::: Material supplied :::

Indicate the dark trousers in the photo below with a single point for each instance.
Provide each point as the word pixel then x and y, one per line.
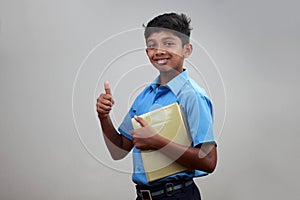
pixel 190 192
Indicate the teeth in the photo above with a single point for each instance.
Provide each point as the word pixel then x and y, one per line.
pixel 162 61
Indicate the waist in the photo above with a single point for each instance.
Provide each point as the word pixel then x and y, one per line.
pixel 162 189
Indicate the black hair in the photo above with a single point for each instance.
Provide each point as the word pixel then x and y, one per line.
pixel 178 24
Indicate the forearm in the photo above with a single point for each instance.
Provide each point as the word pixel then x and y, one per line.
pixel 203 158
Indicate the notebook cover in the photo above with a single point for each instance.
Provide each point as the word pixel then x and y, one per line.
pixel 169 122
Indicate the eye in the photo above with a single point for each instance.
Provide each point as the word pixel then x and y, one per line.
pixel 151 45
pixel 169 43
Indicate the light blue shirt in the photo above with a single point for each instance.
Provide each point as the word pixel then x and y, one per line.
pixel 196 106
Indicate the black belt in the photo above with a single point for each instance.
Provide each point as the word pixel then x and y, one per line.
pixel 147 192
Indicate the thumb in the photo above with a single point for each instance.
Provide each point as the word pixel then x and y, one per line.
pixel 107 88
pixel 141 121
pixel 108 91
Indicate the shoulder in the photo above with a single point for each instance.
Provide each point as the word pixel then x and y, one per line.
pixel 193 97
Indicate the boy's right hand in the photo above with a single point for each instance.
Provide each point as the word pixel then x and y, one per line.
pixel 105 102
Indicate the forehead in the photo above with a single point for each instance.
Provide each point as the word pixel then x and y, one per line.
pixel 162 35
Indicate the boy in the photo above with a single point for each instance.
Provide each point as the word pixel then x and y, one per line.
pixel 167 40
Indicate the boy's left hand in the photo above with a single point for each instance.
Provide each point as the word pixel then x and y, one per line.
pixel 144 138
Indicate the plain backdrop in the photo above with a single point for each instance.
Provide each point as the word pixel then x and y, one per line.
pixel 55 56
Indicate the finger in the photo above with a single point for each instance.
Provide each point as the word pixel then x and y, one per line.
pixel 107 88
pixel 108 91
pixel 141 121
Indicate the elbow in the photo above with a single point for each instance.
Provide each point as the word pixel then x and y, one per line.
pixel 118 155
pixel 211 168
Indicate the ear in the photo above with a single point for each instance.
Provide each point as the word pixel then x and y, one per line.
pixel 187 51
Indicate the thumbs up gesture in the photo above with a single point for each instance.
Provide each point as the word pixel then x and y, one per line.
pixel 104 102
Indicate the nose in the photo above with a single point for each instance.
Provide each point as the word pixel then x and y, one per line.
pixel 159 51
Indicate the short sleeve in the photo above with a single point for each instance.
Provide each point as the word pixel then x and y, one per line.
pixel 199 115
pixel 126 126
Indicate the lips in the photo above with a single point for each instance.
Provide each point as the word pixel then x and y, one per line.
pixel 161 61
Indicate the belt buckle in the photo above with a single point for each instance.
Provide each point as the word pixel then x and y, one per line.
pixel 169 192
pixel 146 195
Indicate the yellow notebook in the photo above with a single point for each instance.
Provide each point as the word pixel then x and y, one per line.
pixel 169 122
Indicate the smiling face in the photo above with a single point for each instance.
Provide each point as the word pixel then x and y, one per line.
pixel 166 52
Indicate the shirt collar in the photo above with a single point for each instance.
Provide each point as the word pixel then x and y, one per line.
pixel 175 84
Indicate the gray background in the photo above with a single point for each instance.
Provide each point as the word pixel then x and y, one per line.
pixel 46 87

:::

Please copy out all of the records above word for word, omitting the pictures.

Result of this exercise:
Indicate the dark trousers in the photo below with a single point for each instance.
Provide each point as the word pixel then x and y, one per line.
pixel 190 192
Indicate the teeth in the photo above with a single point for each instance.
Provide each point as the word pixel then x and y, one per line.
pixel 162 61
Indicate the waist in the photo above with a single point for each instance.
Provide each point as the word pixel then x and y, one per line.
pixel 162 189
Indicate the black hair in the photo above with a single point for each instance.
Provide each point as the word pixel then x and y, one per line.
pixel 178 24
Indicate the forearm in the photo above with a single point for each instance.
Provide each point as the word pixel then x and y, one per line.
pixel 203 158
Indicate the notebook cover in the photo above with a single point for each instance.
Provide each point as the word pixel then x and y, one per line.
pixel 169 122
Indicate the eye in the photo above with a single point for each instance.
Provide each point as the word pixel then x and y, one per line.
pixel 151 45
pixel 169 43
Indicate the light blue shirt in the photo above with a single point for each instance.
Provide each point as the word pixel then x and y, one per line.
pixel 196 106
Indicate the black belt in the photo above with a single point for each instance.
Provide each point as the word pixel then x and y, one per line.
pixel 147 192
Indicate the thumb in the photo above with a single point for each instance.
Provide each point as the word pixel then x and y, one per line.
pixel 107 88
pixel 141 121
pixel 108 91
Indicate the shoulder in the photo above with a single point for each instance.
Provide each point as the word pixel then x and y, one per line.
pixel 193 97
Indicate the boy's right hand in the photo above with a single point for each instance.
Provide each point as the word pixel then x and y, one per line.
pixel 105 102
Indicate the forehead in the photo above with a single point for each instance.
Provide each point as the word pixel then x and y, one per line.
pixel 162 35
Indicate the boy in the photo above with a single point for each instance.
Provide each point as the word pixel then x and y, one per line.
pixel 167 40
Indicate the boy's left hand in the photo above with a single point for each instance.
Provide each point as the word pixel then x and y, one per line.
pixel 144 138
Indicate the plain backdrop in the photo above with a single point for each instance.
Provide each point as the word pixel then x and y, one per line.
pixel 55 56
Indicate the finger in the photo above with a single point for each instance.
Provide each point as the word pixel then x and y, one per line.
pixel 107 88
pixel 108 91
pixel 141 121
Indicate the elbow in the photo above with a single point for each instance.
Provide each point as the word pixel then x and y, one per line.
pixel 118 155
pixel 211 168
Indicate the ear in the photo above with a single point for each instance.
Provide each point as the word pixel then x and y, one per line.
pixel 187 51
Indicate the thumbs up gesture in the photo above with a single point for each instance.
Provide each point as the word pixel then x and y, one per line.
pixel 104 102
Indicate the nose in the photo above with a single point for each instance.
Provide each point as the word pixel then x and y, one per line.
pixel 159 51
Indicate the short sleeve in the photo above with a single point for each instance.
Provide each point as the word pixel then x and y, one per line.
pixel 199 115
pixel 126 126
Indicate the lips in the photo above with a single point for each instance.
Provide each point as the word pixel then x and y, one per line.
pixel 161 61
Indicate the belt buckle in the photo above with a single point for each instance.
Provide each point as the word pixel then x and y, one per line.
pixel 169 192
pixel 146 195
Indicate the yellow notebook in the photo above with a single point for each instance.
Provide each point as the word pixel then x and y, one per line.
pixel 169 122
Indicate the smiling face in the photo above with a single point for each instance.
Provide each point as the word pixel then x and y, one per line.
pixel 166 52
Indicate the shirt collar in the photo above with a single point for each instance.
Provide each point as the word pixel then x and y, one per line.
pixel 175 84
Indicate the gray background in the photo above with a single point for each instance.
Provide each point as the word pixel then x and y, one per line.
pixel 46 87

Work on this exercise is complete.